### Obiettivo 1:
Risponda brevemente alle seguenti domande sul brano dedicato alla vita presso il lago.
(a) Tra quali stagioni passava la regione abitata?
(b) In che modo veniva accolta la primavera?
(c) Che cosa incominciarono a fare i bambini osservati sulla riva?
### Obiettivo 2:
Riprenda il racconto sui bambini in riva al lago, proseguendolo subito dopo la sua ultima frase.

### Brano di partenza:
La stessa regione che abitavamo passava da estati lussureggianti, fatte di abbondanza, a inverni estremamente rigidi che, proprio per questo, limitava l'aumento della nostra popolazione malgrado riuscissimo a costruirci dei ripari e a provvedere delle scorte di cibo per le stagioni rigide.
Dopo l'inverno impietoso giungeva, accolta con grandi feste, la primavera rigogliosa e l'estate si riempiva dei giochi rumorosi dei bambini sulla riva del lago.

Credo che nessun bambino, di fronte a uno specchio d'acqua, grande o piccolo che sia, abbia mai potuto resistere nei millenni alla tentazione di tirare in acqua delle pietre, e neanche i cuccioli d'uomo che stavo osservando seppero resistere a tale tentazione e prima uno di loro, poi tutti quanti, incominciarono a tiare sassi nel lago.

[Record del dataset di puntamento]
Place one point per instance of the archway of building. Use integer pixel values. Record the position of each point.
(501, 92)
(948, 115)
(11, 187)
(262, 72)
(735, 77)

### Risposta scritta 1:
(a) Passava da estati lussureggianti, fatte di abbondanza, a inverni estremamente rigidi.
(b) Veniva accolta con grandi feste.
(c) Incominciarono a tirare sassi nel lago, prima uno di loro e poi tutti quanti.

### Risposta scritta 2:
Al mio sguardo osservatore la superficie dell'acqua incominciò a essere attraversata da un susseguirsi di increspature concentriche di diversa intensità, così non potei fare a meno di notare come quei cerchi cambiassero allorché venivano a contatto con un'altra serie di cerchi, ora contrastandosi, ora alimentandosi a vicenda, col risultato di tappezzare una porzione di superficie di increspature in movimento.
Fu un giorno in cui intuii molte cose: che le azioni di ogni uomo non sono importanti solo per colui che le compie, ma anche per chi viene raggiunto dai loro effetti sulla Realtà; che più numerose sono le azioni e gli uomini che le compiono più il loro effetto ha la possibilità di propagarsi; che l'azione di un uomo può essere smorzata e persino annullata dall'azione di un altro uomo, così come può, invece, essere resa più forte; che più uomini che agiscono nella stessa direzione creano effetti più ampi e intensi sulla Realtà ma capii anche che, infine, la Realtà, comunque, torna lentamente a ritrovare il suo equilibrio così come le acque del lago, esauriti gli effetti provocati dal lancio dei sassi ritornava alla sua condizione di placidità.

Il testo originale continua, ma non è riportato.